Material for this task:
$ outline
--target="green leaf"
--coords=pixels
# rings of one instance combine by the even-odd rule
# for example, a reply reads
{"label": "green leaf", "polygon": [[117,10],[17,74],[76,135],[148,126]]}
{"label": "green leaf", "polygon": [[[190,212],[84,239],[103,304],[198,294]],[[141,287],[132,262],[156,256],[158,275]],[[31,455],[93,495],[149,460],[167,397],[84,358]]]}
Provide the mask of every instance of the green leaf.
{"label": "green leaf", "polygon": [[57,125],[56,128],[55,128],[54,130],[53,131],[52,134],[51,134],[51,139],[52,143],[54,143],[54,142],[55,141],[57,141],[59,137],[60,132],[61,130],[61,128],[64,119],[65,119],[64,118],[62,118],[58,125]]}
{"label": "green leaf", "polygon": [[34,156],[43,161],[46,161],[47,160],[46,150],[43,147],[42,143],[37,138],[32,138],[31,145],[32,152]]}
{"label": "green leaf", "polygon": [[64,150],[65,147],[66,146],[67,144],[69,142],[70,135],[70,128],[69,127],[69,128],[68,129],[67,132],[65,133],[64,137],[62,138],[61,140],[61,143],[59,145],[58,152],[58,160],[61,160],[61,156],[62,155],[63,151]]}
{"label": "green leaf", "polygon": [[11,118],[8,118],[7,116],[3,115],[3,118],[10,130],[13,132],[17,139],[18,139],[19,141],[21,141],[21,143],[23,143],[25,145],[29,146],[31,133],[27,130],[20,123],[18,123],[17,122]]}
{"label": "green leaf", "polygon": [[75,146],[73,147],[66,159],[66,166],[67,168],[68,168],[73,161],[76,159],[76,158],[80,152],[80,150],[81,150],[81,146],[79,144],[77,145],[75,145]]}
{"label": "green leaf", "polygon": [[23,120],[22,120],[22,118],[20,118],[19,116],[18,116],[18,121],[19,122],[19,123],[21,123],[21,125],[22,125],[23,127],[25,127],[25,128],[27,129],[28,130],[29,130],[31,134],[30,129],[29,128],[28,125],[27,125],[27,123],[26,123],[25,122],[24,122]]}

Exercise aim:
Please rewrite the listing above with "even-odd rule" swapped for "nonzero winding rule", keeping every other character unchanged.

Expected answer:
$ outline
--target="green leaf"
--coords=pixels
# rings of one instance combine by the nonzero winding rule
# for example, a reply reads
{"label": "green leaf", "polygon": [[117,10],[17,74],[76,135],[148,126]]}
{"label": "green leaf", "polygon": [[[190,212],[84,239],[103,304],[198,294]],[[141,287],[132,262],[156,256],[158,275]],[[31,455],[93,495],[149,460],[167,397],[84,358]]]}
Provide the mask of every instance of the green leaf.
{"label": "green leaf", "polygon": [[57,125],[56,128],[55,128],[54,130],[53,131],[52,134],[51,134],[51,139],[52,143],[54,143],[54,142],[55,141],[57,141],[59,137],[60,132],[61,130],[61,128],[64,119],[65,119],[64,118],[62,118],[58,125]]}
{"label": "green leaf", "polygon": [[34,156],[43,161],[46,161],[47,160],[46,150],[43,147],[42,143],[37,138],[32,138],[31,145],[32,152]]}
{"label": "green leaf", "polygon": [[64,150],[65,147],[66,146],[67,144],[69,142],[70,135],[70,128],[69,127],[69,128],[68,129],[67,132],[65,133],[64,137],[62,138],[61,140],[61,143],[59,145],[58,152],[58,160],[61,160],[61,156],[62,155],[63,151]]}
{"label": "green leaf", "polygon": [[11,118],[8,118],[7,116],[3,115],[3,118],[10,130],[13,132],[17,139],[18,139],[19,141],[21,141],[21,143],[23,143],[25,145],[29,146],[31,133],[27,130],[20,123],[18,123],[17,122]]}
{"label": "green leaf", "polygon": [[75,146],[73,147],[66,159],[66,166],[67,168],[68,168],[73,161],[76,159],[76,158],[80,152],[80,150],[81,150],[81,146],[79,144],[77,145],[75,145]]}
{"label": "green leaf", "polygon": [[23,120],[22,120],[22,118],[20,118],[19,116],[18,116],[18,121],[19,122],[19,123],[21,123],[21,125],[22,125],[23,127],[25,127],[25,128],[27,129],[28,130],[29,130],[31,134],[30,129],[29,128],[28,125],[27,125],[27,123],[26,123],[25,122],[24,122]]}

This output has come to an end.